* Start *

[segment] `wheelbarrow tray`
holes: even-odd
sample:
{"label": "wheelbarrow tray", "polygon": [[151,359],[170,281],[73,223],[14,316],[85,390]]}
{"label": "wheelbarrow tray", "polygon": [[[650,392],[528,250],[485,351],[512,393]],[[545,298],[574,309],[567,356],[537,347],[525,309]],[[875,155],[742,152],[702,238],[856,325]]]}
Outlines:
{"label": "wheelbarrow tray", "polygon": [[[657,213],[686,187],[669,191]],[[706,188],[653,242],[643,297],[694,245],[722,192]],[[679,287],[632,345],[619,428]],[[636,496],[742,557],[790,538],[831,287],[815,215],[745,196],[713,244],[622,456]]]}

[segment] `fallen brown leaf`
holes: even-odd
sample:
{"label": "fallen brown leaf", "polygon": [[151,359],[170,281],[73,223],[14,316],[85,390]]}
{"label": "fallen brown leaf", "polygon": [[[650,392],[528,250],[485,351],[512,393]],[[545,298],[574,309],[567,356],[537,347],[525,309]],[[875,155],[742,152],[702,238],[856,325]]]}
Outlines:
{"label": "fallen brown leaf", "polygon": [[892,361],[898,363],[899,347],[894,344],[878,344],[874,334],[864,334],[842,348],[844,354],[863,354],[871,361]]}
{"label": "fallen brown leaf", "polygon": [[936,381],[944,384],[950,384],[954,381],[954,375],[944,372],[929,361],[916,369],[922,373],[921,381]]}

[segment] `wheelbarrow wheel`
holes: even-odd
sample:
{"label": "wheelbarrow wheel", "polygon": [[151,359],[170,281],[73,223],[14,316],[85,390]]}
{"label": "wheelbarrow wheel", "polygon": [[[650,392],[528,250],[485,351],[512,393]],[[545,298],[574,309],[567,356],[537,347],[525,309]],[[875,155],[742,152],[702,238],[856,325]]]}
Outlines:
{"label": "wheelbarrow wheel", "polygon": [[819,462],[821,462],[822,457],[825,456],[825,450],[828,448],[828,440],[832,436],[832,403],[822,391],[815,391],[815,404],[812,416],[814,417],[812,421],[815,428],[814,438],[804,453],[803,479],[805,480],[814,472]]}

* End *

■ **Aim of the exercise**: Output all of the lines above verbatim, in their original order.

■ **Exercise solution**:
[segment] `wheelbarrow tray`
holes: even-odd
sample:
{"label": "wheelbarrow tray", "polygon": [[151,359],[170,281],[73,223],[14,316],[85,390]]}
{"label": "wheelbarrow tray", "polygon": [[[650,392],[528,250],[485,351],[512,393]],[[545,298],[574,309],[567,356],[537,347],[525,309]],[[875,155],[742,152],[702,238],[856,325]]]}
Outlines:
{"label": "wheelbarrow tray", "polygon": [[[657,213],[686,187],[669,191]],[[706,188],[653,242],[643,297],[694,245],[722,192]],[[679,287],[632,345],[619,428]],[[636,496],[742,557],[790,538],[831,287],[815,215],[745,196],[713,244],[622,456]]]}

[segment] `fallen brown leaf`
holes: even-odd
sample:
{"label": "fallen brown leaf", "polygon": [[151,359],[170,281],[73,223],[14,316],[85,390]]}
{"label": "fallen brown leaf", "polygon": [[[650,392],[528,250],[485,351],[512,393]],[[545,298],[574,309],[567,356],[537,347],[525,309]],[[875,155],[742,152],[702,238],[856,325]]]}
Outlines:
{"label": "fallen brown leaf", "polygon": [[892,361],[898,363],[899,347],[894,344],[878,344],[874,334],[864,334],[842,348],[844,354],[863,354],[871,361]]}
{"label": "fallen brown leaf", "polygon": [[936,381],[944,384],[950,384],[954,381],[954,375],[944,372],[929,361],[916,369],[922,373],[921,381]]}

[segment] `wheelbarrow wheel`
holes: even-odd
sample:
{"label": "wheelbarrow wheel", "polygon": [[151,359],[170,281],[73,223],[14,316],[85,390]]}
{"label": "wheelbarrow wheel", "polygon": [[[650,392],[528,250],[485,351],[512,393]],[[545,298],[574,309],[567,356],[537,347],[525,309]],[[875,155],[742,152],[702,238],[856,325]]]}
Outlines:
{"label": "wheelbarrow wheel", "polygon": [[819,462],[821,462],[822,457],[825,456],[825,450],[828,448],[828,440],[832,436],[832,403],[822,391],[815,391],[815,404],[812,416],[814,417],[812,421],[815,428],[814,438],[804,453],[803,479],[805,480],[814,472]]}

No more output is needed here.